> [TEXT PROVIDED]:
▼

Security firm Avast said it discovered malware lingering in several downloadable Minecraft skins, and that nearly 50,000 accounts have already been infected. While not particularly sophisticated in nature, the malware is designed to reformat hard drives, delete backup data, and remove system programs.
According to Avast (opens in new tab), the underlying code of the malware strain is "largely unimpressive and can be found on sites that provide step-by-step instructions on how to create virsuses with Notepad." What's concerning, however, is that the infected skins can be legitimately uploaded to the Minecraft website.
In other words, these aren't necessarily skins that are found on third-party sites. Furthermore, since they're downloadable from Minecraft's official domain, some users might dismiss accompanying security warnings as a false positive.
Users should always take security warnings seriously, of course, but for malware writers it's simply a numbers game. As of the beginning of the year, Minecraft had 74 million players around the world, which is a jump of around 20 million players year-over-year.
"Most players use the default versions provided by Minecraft. This explains the low registration of infections. Over the course of 10 days, we’ve blocked 14,500 infection attempts. Despite the low number, the scope for escalation is high given the number of active players globally," Avast says.
The image at the top of this article shows three examples of Minecraft skins that are infected with malicious code. If you've downloaded one, you should run an antivirus scan right away.
Not all skins contain malware though. The ones that are may tip themselves through one of several symptoms, including reduced system performance caused by a tourstart.exe loop or an error message related to disk formatting. Infected systems might also see a trolling messages, such as "You Are Nailed, Buy A New Computer This Is A Piece Of Shit" or "Your ass got glued."
Obviously this is a self-serving warning on the part of Avast, which offers both free and paid antivirus solutions. Still, the fact that Minecraft is hosting malicious skins is concerning. The good news is Mojang is aware of the issue and is working on fixing the vulnerability that makes this particular malware possible.
A spokesperson for Microsoft provided us with the following statement via email:
"We have addressed this issue and put additional measures in place to protect our community. We encourage players to report any suspicious activity to feedback.minecraft.net."
Minecraft's developers provided some further insight in a blog post today, saying that even though the PNG files could contain additional code, and by extension Minecraft's skins, "the code would not be run or read by the game itself" (bolded for emphasis by Mojang).
It seems Avast overstated the issue, given that Minecraft wouldn't actually execute any malware contained in its skins. Nevertheless, Mojang is erring on the side of caution.
"To further protect our players, however, we deployed an update that strips out all the information from uploaded skin files other than the actual image data itself," Mojang said.

▲

> [EXERCISES]:
1. Using the article on malware in Minecraft skins, decide whether each statement agrees with it: (a) Avast blocked 14,500 infection attempts over 10 days; (b) the malware is described as highly sophisticated; (c) Mojang's update keeps only the image data from uploaded skin files. Answer yes or no for each, and quote the words of the article that decide it.
2. According to the article on malware in Minecraft skins, how many players did Minecraft have as of the beginning of the year?

> [AVAILABLE DATA]:
▼

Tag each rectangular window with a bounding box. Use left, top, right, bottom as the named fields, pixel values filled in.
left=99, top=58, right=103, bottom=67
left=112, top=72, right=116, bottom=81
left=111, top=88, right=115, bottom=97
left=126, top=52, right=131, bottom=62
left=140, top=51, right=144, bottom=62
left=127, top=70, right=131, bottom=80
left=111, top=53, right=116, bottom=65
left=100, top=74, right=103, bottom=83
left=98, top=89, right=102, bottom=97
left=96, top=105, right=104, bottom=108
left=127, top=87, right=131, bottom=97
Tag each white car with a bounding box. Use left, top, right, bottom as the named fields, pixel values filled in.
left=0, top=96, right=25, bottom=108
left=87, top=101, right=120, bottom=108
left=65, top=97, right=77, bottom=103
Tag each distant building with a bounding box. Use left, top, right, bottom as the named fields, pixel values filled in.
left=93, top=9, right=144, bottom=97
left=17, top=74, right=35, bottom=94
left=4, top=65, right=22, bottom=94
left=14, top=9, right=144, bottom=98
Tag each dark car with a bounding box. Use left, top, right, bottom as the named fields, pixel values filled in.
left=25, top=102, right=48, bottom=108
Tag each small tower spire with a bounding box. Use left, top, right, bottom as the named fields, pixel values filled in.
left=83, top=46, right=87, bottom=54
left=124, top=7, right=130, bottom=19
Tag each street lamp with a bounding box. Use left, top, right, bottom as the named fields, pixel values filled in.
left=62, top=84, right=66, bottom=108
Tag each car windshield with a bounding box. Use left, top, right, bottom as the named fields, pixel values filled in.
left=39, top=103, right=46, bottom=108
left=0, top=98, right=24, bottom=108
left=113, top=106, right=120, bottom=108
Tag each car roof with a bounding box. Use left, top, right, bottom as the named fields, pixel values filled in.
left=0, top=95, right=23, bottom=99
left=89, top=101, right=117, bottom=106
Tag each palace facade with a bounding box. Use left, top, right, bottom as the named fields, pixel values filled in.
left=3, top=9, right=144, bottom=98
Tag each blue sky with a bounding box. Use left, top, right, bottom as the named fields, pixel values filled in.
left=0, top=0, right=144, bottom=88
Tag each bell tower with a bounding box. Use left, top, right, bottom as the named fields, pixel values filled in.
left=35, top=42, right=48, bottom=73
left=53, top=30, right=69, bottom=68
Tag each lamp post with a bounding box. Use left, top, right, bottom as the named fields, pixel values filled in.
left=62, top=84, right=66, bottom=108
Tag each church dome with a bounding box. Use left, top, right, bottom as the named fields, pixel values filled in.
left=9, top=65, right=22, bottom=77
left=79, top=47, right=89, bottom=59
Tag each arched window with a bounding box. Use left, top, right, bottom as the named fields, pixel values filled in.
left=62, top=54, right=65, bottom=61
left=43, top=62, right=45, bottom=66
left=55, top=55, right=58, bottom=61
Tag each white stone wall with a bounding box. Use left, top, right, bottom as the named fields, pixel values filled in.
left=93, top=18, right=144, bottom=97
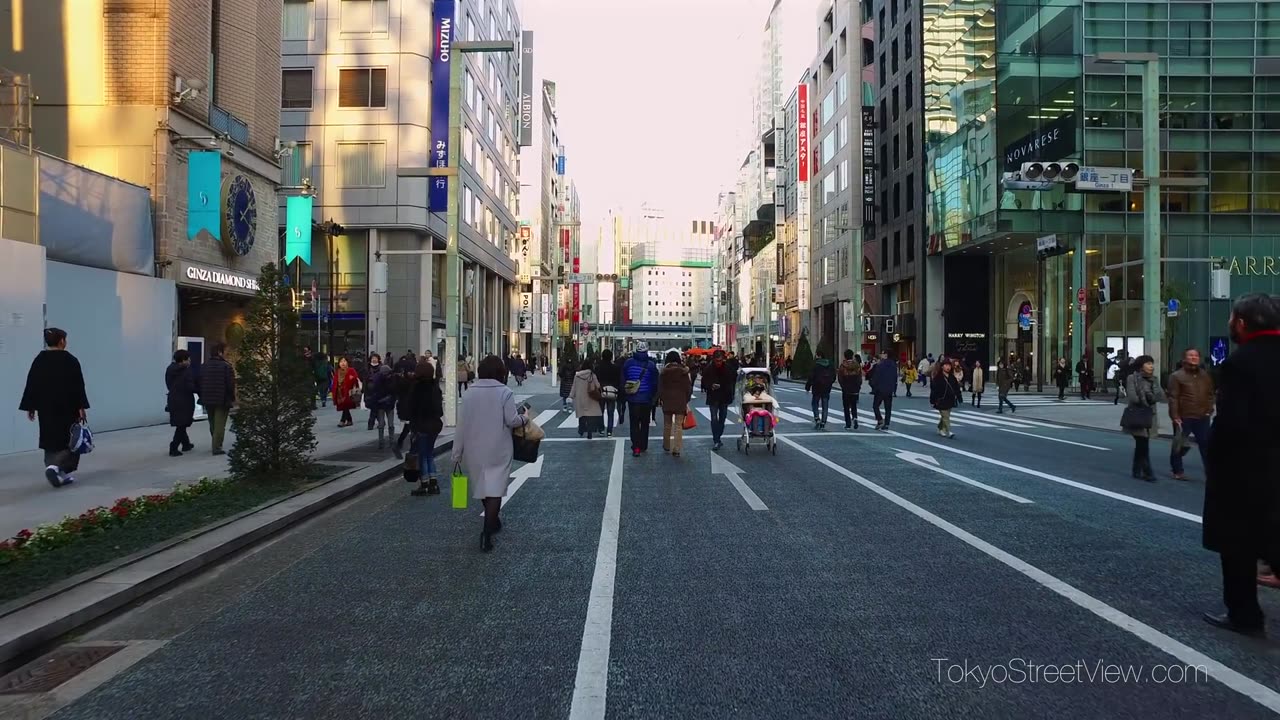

▲

> [SOLUTIONS TO THE TASKS]:
1.
(a) Yes: "Over the course of 10 days, we’ve blocked 14,500 infection attempts."
(b) No: "While not particularly sophisticated in nature"
(c) Yes: "strips out all the information from uploaded skin files other than the actual image data itself"

2. 74 million players around the world.